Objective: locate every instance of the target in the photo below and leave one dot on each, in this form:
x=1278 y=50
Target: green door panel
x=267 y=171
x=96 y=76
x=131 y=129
-*-*-
Instructions for the task
Exactly reproduce the entries in their entirety.

Solution
Objective: locate every instance of the target in the photo below and leave one dot on each, in this form:
x=1278 y=50
Target: green door panel
x=267 y=171
x=96 y=76
x=131 y=129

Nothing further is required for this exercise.